→ Required work
Give every line of the rows below as a numbered list, leaving out any blank lines.

Point placement rows
<<<<

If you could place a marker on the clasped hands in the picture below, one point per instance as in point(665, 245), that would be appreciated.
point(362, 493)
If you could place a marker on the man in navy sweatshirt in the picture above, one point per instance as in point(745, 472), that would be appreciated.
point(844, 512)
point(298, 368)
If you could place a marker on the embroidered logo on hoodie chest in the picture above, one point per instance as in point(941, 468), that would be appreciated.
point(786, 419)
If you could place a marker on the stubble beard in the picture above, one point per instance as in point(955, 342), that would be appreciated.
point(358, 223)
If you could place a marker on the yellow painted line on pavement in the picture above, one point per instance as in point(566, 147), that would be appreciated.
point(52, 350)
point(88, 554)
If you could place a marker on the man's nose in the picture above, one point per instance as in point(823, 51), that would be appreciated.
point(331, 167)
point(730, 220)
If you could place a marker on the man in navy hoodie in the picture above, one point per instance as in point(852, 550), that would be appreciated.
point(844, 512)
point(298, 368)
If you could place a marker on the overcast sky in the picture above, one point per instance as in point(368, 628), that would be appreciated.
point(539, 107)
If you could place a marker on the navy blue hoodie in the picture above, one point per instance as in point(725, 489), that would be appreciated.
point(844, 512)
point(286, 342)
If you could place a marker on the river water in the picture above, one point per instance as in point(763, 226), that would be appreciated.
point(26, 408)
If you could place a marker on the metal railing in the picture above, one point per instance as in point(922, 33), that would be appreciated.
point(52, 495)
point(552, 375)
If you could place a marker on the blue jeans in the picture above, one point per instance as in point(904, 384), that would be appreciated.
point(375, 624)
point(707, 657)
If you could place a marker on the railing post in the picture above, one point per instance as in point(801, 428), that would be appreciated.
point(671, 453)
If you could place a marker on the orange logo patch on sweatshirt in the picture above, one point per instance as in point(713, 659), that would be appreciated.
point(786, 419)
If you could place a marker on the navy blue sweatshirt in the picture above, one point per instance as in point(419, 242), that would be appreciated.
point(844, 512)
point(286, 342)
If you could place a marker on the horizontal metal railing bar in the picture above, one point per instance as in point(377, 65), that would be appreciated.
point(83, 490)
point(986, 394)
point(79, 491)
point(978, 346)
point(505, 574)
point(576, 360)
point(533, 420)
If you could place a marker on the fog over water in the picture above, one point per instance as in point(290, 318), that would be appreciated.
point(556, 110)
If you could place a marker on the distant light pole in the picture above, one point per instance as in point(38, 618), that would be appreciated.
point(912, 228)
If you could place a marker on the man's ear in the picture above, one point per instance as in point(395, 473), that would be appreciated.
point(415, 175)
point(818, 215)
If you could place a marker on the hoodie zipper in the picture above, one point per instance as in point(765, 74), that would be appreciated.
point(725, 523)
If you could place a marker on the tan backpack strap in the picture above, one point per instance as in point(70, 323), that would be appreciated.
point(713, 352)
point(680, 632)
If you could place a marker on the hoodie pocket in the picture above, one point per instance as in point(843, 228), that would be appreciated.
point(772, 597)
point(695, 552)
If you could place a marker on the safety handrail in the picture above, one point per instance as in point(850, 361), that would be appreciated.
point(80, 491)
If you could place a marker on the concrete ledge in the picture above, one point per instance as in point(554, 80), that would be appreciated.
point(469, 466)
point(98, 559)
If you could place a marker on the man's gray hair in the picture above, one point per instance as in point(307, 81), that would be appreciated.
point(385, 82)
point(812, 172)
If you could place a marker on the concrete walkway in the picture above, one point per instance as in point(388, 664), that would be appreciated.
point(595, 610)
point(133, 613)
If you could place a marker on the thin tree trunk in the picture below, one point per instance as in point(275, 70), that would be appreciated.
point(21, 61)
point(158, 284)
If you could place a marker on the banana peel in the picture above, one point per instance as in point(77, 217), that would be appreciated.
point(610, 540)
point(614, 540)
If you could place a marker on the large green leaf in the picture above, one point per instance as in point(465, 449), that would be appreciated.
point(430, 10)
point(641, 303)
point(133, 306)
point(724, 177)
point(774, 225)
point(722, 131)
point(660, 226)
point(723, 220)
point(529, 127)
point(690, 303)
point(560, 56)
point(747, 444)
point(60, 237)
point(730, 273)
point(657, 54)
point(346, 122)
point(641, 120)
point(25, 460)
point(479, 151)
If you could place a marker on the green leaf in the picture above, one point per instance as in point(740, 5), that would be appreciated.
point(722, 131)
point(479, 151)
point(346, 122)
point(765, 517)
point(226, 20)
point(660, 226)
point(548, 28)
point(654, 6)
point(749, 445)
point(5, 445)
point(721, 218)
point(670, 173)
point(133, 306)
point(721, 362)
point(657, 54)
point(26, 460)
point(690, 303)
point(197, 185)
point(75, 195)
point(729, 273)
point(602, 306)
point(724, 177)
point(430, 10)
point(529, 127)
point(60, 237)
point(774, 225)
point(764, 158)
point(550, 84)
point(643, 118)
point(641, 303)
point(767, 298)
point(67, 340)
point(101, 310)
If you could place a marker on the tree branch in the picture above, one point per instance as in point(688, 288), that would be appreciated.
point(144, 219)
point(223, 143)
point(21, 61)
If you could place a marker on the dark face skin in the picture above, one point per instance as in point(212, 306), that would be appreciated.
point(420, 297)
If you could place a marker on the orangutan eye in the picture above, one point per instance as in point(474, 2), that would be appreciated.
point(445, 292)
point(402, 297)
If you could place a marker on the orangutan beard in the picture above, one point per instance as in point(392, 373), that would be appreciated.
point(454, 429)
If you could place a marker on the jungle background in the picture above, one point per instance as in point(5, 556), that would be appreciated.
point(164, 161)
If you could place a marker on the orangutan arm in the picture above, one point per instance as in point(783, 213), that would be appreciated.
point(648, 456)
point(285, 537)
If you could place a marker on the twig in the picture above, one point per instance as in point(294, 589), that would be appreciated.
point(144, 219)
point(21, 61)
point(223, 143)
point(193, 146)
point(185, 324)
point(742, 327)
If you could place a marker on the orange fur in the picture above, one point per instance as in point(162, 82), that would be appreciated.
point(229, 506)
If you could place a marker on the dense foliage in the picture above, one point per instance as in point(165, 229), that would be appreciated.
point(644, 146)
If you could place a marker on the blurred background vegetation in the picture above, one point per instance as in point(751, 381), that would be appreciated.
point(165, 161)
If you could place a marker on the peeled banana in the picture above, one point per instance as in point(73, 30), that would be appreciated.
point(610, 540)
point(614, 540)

>>>>

→ Solved exercise
1. If you could place a marker on the clasped hands in the picture below, one point per instance as in point(665, 245), that would be appreciated.
2. point(362, 493)
3. If you could place a marker on the man in navy sweatshirt in the picture above, one point per instance as in point(745, 472), that would be appreciated.
4. point(844, 512)
5. point(298, 368)
6. If you could place a marker on the embroidered logo on hoodie chest in the picture above, one point per instance as in point(941, 468), that would be appreciated.
7. point(786, 419)
8. If you could place a marker on the stubble beard in the picture above, one point per instance as in point(955, 342), that would be appreciated.
9. point(358, 223)
10. If you could place a marker on the yellow painted line on pavement in the picture above, one point per instance as in point(566, 147), that would be appreciated.
11. point(52, 350)
12. point(88, 554)
13. If you could place a marker on the man's nose in the picture above, one point per instance as in point(823, 51), that would be appreciated.
14. point(331, 167)
15. point(730, 220)
16. If you could place a marker on the man in navy hoodie in the picture above, one point per instance as in point(852, 550), that would be appreciated.
17. point(844, 512)
18. point(298, 368)
19. If you could place a marker on the overcast sky in the picture above, one point per instance as in point(368, 628), that would be appreciated.
20. point(539, 107)
21. If you could place a marker on the navy blue hoodie in the picture above, one point per instance as in point(725, 489), that would be appreciated.
22. point(844, 512)
23. point(286, 342)
24. If you could place a marker on the river water in the picture above, one point per instance as in point(763, 226), that would be appreciated.
25. point(26, 408)
26. If you could place a marker on the metal railing in the picture above, one point per instance as in point(922, 33), that would be appreciated.
27. point(52, 495)
28. point(552, 375)
29. If you could place a marker on the blue jeans in the picture above, one point per instance as in point(904, 384), that would be appreciated.
30. point(375, 624)
31. point(707, 657)
32. If you could place a marker on the railing post in the picture above, one point per instance as in point(801, 428), that would be appreciated.
33. point(671, 453)
34. If you could place a marker on the orange logo patch on sweatshirt in the picture above, one point per instance as in point(713, 659), that would be appreciated.
35. point(786, 419)
36. If you could place a marker on the navy blue sweatshirt in the picture above, one point per instance as in point(419, 242), that would be appreciated.
37. point(844, 512)
38. point(286, 342)
39. If you could place a marker on the horizontal metal railing bar in the picture above, one point per instance as in point(377, 65), that would be appreciated.
40. point(83, 490)
41. point(986, 394)
42. point(79, 491)
43. point(978, 346)
44. point(505, 574)
45. point(576, 360)
46. point(533, 420)
47. If you could place a marker on the fog over water in the picture above, one point per instance as in point(290, 318), that would be appreciated.
48. point(556, 110)
49. If you could place a marker on the distant light pole in the picture above, one point per instance as in point(38, 618), that would be appreciated.
50. point(912, 228)
51. If you could place a marker on the man's ear in the picture above, one point per instance as in point(395, 473), that would be appreciated.
52. point(415, 175)
53. point(818, 215)
54. If you could place a marker on the hoodie zipper in the picture above, one point per instance as in point(765, 74), that would be appreciated.
55. point(725, 523)
56. If you could place a marker on the tan backpack strap in the picture above, one point per instance as in point(70, 323), that would be appreciated.
57. point(713, 352)
58. point(680, 632)
59. If you could place a marker on the hoodie pocket in the picture above, one point per instance as in point(843, 228), that would be appreciated.
60. point(772, 597)
61. point(695, 552)
62. If you could place a marker on the safety handrail in the picture above, one point per instance as in point(850, 361), that would be appreciated.
63. point(80, 491)
64. If you could place a marker on the concrete ledge in the picture above, one point per instance as in point(554, 80), that would be appreciated.
65. point(469, 466)
66. point(98, 559)
67. If you could place a marker on the man's gray hair in the picture above, one point per instance as in point(307, 81), that would be appreciated.
68. point(385, 82)
69. point(812, 172)
70. If you could place a marker on the concrete walkway in the picture above, one point per instance as in point(388, 664), that would be appreciated.
71. point(595, 610)
72. point(133, 613)
73. If you could place a marker on the thin tree trunk in the picture below, one point per instance as in point(275, 70), that would be appreciated.
74. point(21, 61)
75. point(158, 284)
76. If you could place a marker on the banana peel in the picture above, one point per instance as in point(77, 217), that would be appreciated.
77. point(610, 540)
78. point(614, 540)
79. If you could place a marker on the large green leaf in the picture above, one point per instance as in point(465, 449), that would be appreciated.
80. point(430, 10)
81. point(641, 303)
82. point(133, 306)
83. point(724, 177)
84. point(774, 225)
85. point(722, 131)
86. point(660, 226)
87. point(723, 220)
88. point(529, 127)
89. point(690, 303)
90. point(560, 56)
91. point(747, 444)
92. point(60, 237)
93. point(730, 273)
94. point(657, 54)
95. point(346, 122)
96. point(641, 120)
97. point(25, 460)
98. point(479, 151)
99. If you could place a marker on the green leaf in the picture above, one point per instance as in point(740, 5), that would be appreciated.
100. point(722, 131)
101. point(479, 151)
102. point(346, 122)
103. point(765, 517)
104. point(226, 20)
105. point(660, 226)
106. point(548, 28)
107. point(654, 6)
108. point(749, 445)
109. point(5, 445)
110. point(721, 218)
111. point(670, 173)
112. point(133, 306)
113. point(721, 362)
114. point(657, 54)
115. point(26, 460)
116. point(690, 303)
117. point(197, 185)
118. point(75, 195)
119. point(729, 273)
120. point(602, 306)
121. point(724, 177)
122. point(430, 10)
123. point(529, 127)
124. point(60, 237)
125. point(774, 225)
126. point(764, 158)
127. point(550, 84)
128. point(643, 118)
129. point(641, 303)
130. point(767, 298)
131. point(67, 340)
132. point(101, 310)
133. If you could place a marker on the tree branch in the picture above, one point per instance as in point(688, 288), that would be appreciated.
134. point(144, 219)
135. point(223, 143)
136. point(21, 61)
137. If you could place a marker on the dark face skin in the picture above, one point per instance as in point(212, 306), that would be appreciated.
138. point(420, 297)
139. If you could place a marker on the orangutan eye in the picture above, one point per instance as in point(474, 2), that would be appreciated.
140. point(445, 292)
141. point(402, 297)
142. If you could place a marker on the orangutan beard in the picture above, one point per instance as in point(392, 373), that would be appreciated.
143. point(454, 429)
144. If you could place a marker on the jungle background in the picture above, one point per instance as in point(5, 556), that would be appreciated.
145. point(164, 161)
146. If you could place a marker on the orangutan arm in the picture above, one point per instance as in point(783, 213), that would be appreciated.
147. point(648, 456)
148. point(285, 537)
149. If you could place a marker on the twig in the picture above, one point per instance as in point(294, 589), that would be appreciated.
150. point(144, 219)
151. point(21, 61)
152. point(223, 143)
153. point(193, 146)
154. point(185, 324)
155. point(742, 327)
156. If you could place a marker on the orange fur in the picture above, one point per instance as in point(162, 82), that would be appreciated.
157. point(229, 506)
158. If you could place a marker on the dense foliage in the picture above, one point per instance as in point(165, 229), that would be appreciated.
159. point(644, 146)
160. If you could place a marker on the blurred background vegetation in the picture above, one point per instance as in point(751, 381), that would be appreciated.
161. point(165, 161)
162. If you could place a marker on the peeled banana in the picture above, one point per instance as in point(73, 30), that would be appreciated.
163. point(610, 540)
164. point(614, 540)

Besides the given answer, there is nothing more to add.